**Selected extract**
============================================================

Fishes moving through turbulent flows or in formation are regularly exposed to vortices. Although animals living in fluid environments commonly capture energy from vortices, experimental data on the hydrodynamics and neural control of interactions between fish and vortices are lacking. We used quantitative flow visualization and electromyography to show that trout will adopt a novel mode of locomotion to slalom in between experimentally generated vortices by activating only their anterior axial muscles. Reduced muscle activity during vortex exploitation compared with the activity of fishes engaged in undulatory swimming suggests a decrease in the cost of locomotion and provides a mechanism to understand the patterns of fish distributions in schools and riverine environments.

Many fishes live in habitats in which they commonly encounter vortices that arise from fluid flow past stationary objects or from the propulsive movements of other animals. Energy extraction from environmental vortices has been consistently implicated as a hydrodynamic mechanism to increase the performance of swimming fishes (18). The preference of fishes to use these unsteady flows has been documented in the field (4, 9, 10) and laboratory (1113). However, the dynamic and transparent nature of flowing water has precluded quantitative visualization of interactions between fishes and vortices and, thus, an understanding of the underlying physical mechanisms involved. Furthermore, the effect of vortical flows on the degree and pattern of axial muscle activity in fishes remains entirely unknown.

We generated periodic vortices of similar strength and size to each other by using a vertically mounted D-section cylinder (i.e., a cylinder bisected along its long axis) placed in water flowing at a known velocity (14) (Fig. 1). These vortices were shed from the D-section cylinder in a staggered array collectively known as a Kármán street (15). A Kármán street is an example of a drag wake (rotation of alternately shed vortices is toward each other upstream), which can form between the thrust wakes (rotation of alternately shed vortices is toward each other downstream) of two fish swimming side by side (5). Vortices generated by the D-section cylinder were similar in strength to those produced by other freely swimming fish (16, 17).

Fig. 1.

Experimental setup to simultaneously visualize columnar vortices shed from a D-section cylinder (using DPIV; camera 1) and the body kinematics of station-holding trout (camera 2).

Compared with swimming in free stream (uniform) flow, there are two hydrodynamic benefits of station holding behind a cylinder. Fish can simply swim against the current in the region of reduced flow, drafting, for example, as a bicyclist would behind another bicyclist, or they can generate lift to move against the flow by altering their body kinematics to synchronize with the shed vortices. Because energy can be captured from cylinder vortices (18), trout that synchronize their body kinematics to vortices appropriately may need to use very little energy and, thus, gain a hydrodynamic advantage beyond that of drafting in the reduced velocity alone.

============================================================

**Raw data**
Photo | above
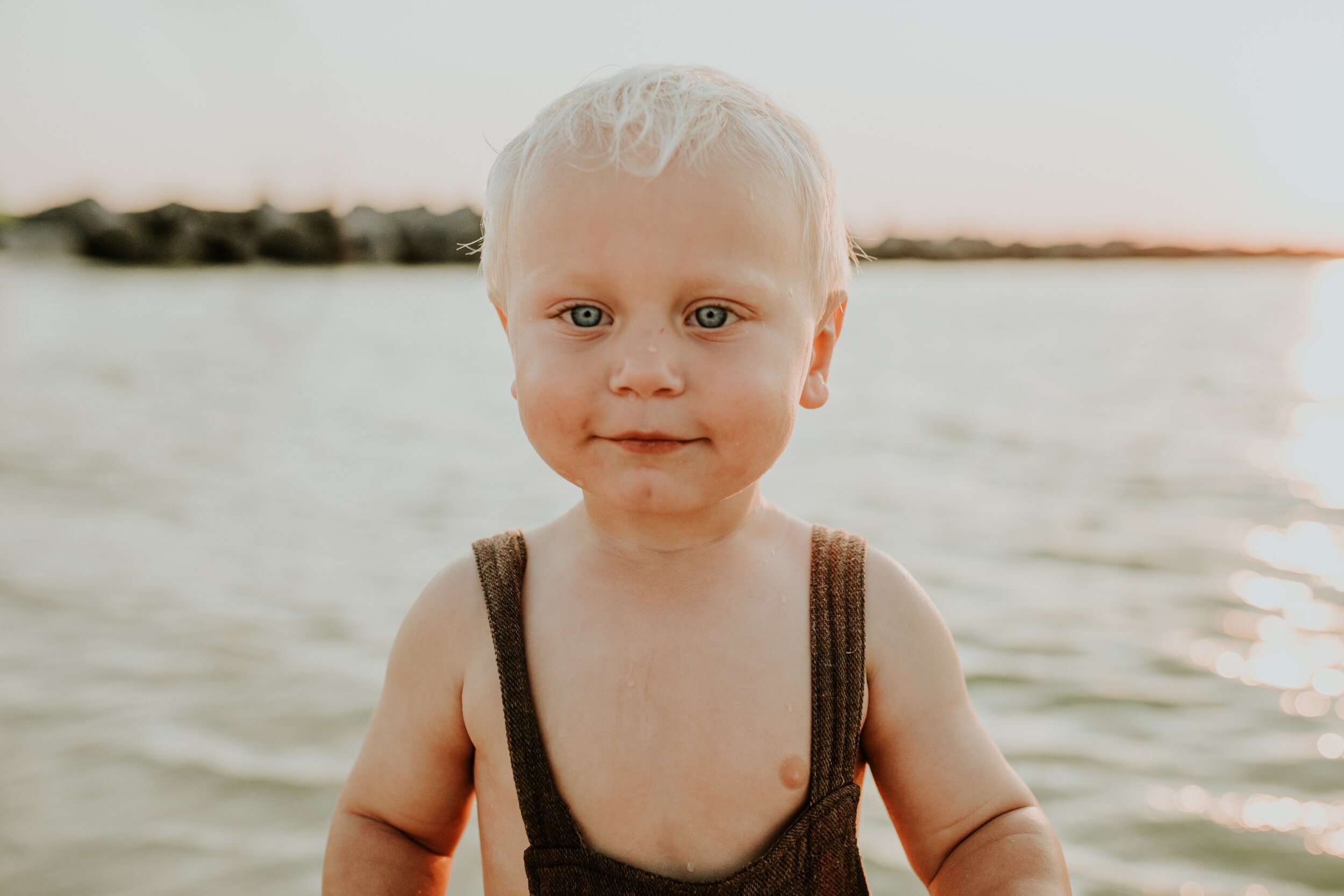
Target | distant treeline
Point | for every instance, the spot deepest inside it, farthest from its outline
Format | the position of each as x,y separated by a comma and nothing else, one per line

============================================================

**The task**
Write the next part of the text on trout swimming among cylinder vortices, picking up after its final sentence. The material has nothing to do with what follows.

**Exercise result**
Simultaneous visualization of a two-dimensional, horizontal slice through the columnar vortices generated by the D-section cylinder (15) using digital particle image velocimetry (DPIV) (19) and the movements of trout with high-speed video (Fig. 1) revealed that trout slalom between vortices rather than through them (Fig. 2, A and B; Movie S1). If the flow is decomposed into a downstream (x axis, Fig. 1) and a lateral (z axis) component, slaloming between vortices occurs when trout move against the downstream flow but with the local lateral flow. Slaloming through oncoming vortices requires opposing the local lateral flow. Actuated foils generate more thrust if they slalom through rather than between Kármán vortices (20), but they require more power input to oppose the instantaneous local flow. Trout slalom between rather than through vortices and, thus, minimize power input rather than maximize thrust output. To quantify the movement of trout near vortices, we described the phase relation between the lateral motions of points along the body relative to the arrival of drifting vortices (Fig. 2C). When the center of a vortex drifted down to the center of mass (COM) of the fish, the COM was at its maximum lateral excursion away from the vortex, indicated by a phase relation of 180°. For all points anterior to the COM, the body moved away from an oncoming vortex (<180°), whereas body points posterior to the COM move toward the vortex (>180°). A phase relation of 0° or 360° would indicate that the fish had intercepted the center of a vortex.

Fig. 2.

Interaction of trout with cylinder vortices. Scale bars represent 2 cm. (A) Time series (ms) of body outlines (black) and midlines (purple) superimposed onto vorticity and velocity vector plots of the cylinder wake. Arrows indicate flow direction and magnitude (scale arrow = 56 cm s–1). Red and blue represent clockwise and counterclockwise vorticity (radians per second), respectively. (B) Midlines for seven consecutive tail-beats, beginning from right to left, of which (A) is a subset. Standard errors in vortex position given as bar lengths within each vortex. (C) Phase between body and vortices, where 180° represents slaloming in between vortices and 0° or 360° represents vortex interception. Fish center of mass shown as checkered circles. Standard error bars are in light gray.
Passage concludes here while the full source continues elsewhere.